* BEGIN Material to process *

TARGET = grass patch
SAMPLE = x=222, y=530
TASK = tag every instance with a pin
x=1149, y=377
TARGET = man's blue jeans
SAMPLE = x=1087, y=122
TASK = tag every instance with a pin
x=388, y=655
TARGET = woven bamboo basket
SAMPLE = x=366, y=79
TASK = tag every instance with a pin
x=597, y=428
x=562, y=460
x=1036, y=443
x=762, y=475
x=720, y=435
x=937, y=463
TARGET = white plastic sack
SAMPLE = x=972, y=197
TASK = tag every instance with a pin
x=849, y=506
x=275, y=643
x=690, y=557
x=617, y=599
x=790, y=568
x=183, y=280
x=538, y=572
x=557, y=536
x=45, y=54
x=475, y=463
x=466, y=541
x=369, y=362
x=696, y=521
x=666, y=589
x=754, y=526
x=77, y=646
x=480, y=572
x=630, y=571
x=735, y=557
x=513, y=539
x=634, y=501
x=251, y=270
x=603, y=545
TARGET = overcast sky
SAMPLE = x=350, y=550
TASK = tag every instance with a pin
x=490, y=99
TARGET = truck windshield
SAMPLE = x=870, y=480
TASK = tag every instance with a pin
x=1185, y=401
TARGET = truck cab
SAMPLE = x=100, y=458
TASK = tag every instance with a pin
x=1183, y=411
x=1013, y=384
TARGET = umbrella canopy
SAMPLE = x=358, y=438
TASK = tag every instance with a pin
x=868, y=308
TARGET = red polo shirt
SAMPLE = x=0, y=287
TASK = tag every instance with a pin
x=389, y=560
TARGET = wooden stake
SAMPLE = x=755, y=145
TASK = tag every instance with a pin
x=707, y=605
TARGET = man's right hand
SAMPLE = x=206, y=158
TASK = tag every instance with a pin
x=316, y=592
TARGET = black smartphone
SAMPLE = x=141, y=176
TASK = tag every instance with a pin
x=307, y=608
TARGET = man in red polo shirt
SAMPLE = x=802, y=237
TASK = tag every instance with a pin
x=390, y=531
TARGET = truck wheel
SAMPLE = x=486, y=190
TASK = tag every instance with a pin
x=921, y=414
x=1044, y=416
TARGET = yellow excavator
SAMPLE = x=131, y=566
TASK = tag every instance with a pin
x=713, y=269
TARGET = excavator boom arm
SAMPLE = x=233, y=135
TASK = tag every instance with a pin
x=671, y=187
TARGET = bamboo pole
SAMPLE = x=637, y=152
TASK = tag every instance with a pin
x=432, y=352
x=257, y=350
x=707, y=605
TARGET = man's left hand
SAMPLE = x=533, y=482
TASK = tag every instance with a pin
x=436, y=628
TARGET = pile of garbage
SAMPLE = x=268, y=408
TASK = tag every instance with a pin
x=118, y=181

* END Material to process *

Reproduce verbatim the lines of the records from the line containing "TARGET = yellow excavator" through the line containing "x=436, y=628", including both of those lines.

TARGET = yellow excavator
SAMPLE = x=131, y=566
TASK = tag every instance with a pin
x=713, y=269
TARGET = excavator boom arm
SAMPLE = x=233, y=135
TASK = tag every instance with a pin
x=671, y=187
TARGET = bamboo pole
SAMPLE = x=637, y=152
TASK = tag every instance with a pin
x=432, y=352
x=257, y=350
x=707, y=605
TARGET = man's left hand
SAMPLE = x=533, y=482
TASK = tag every instance with a pin
x=436, y=628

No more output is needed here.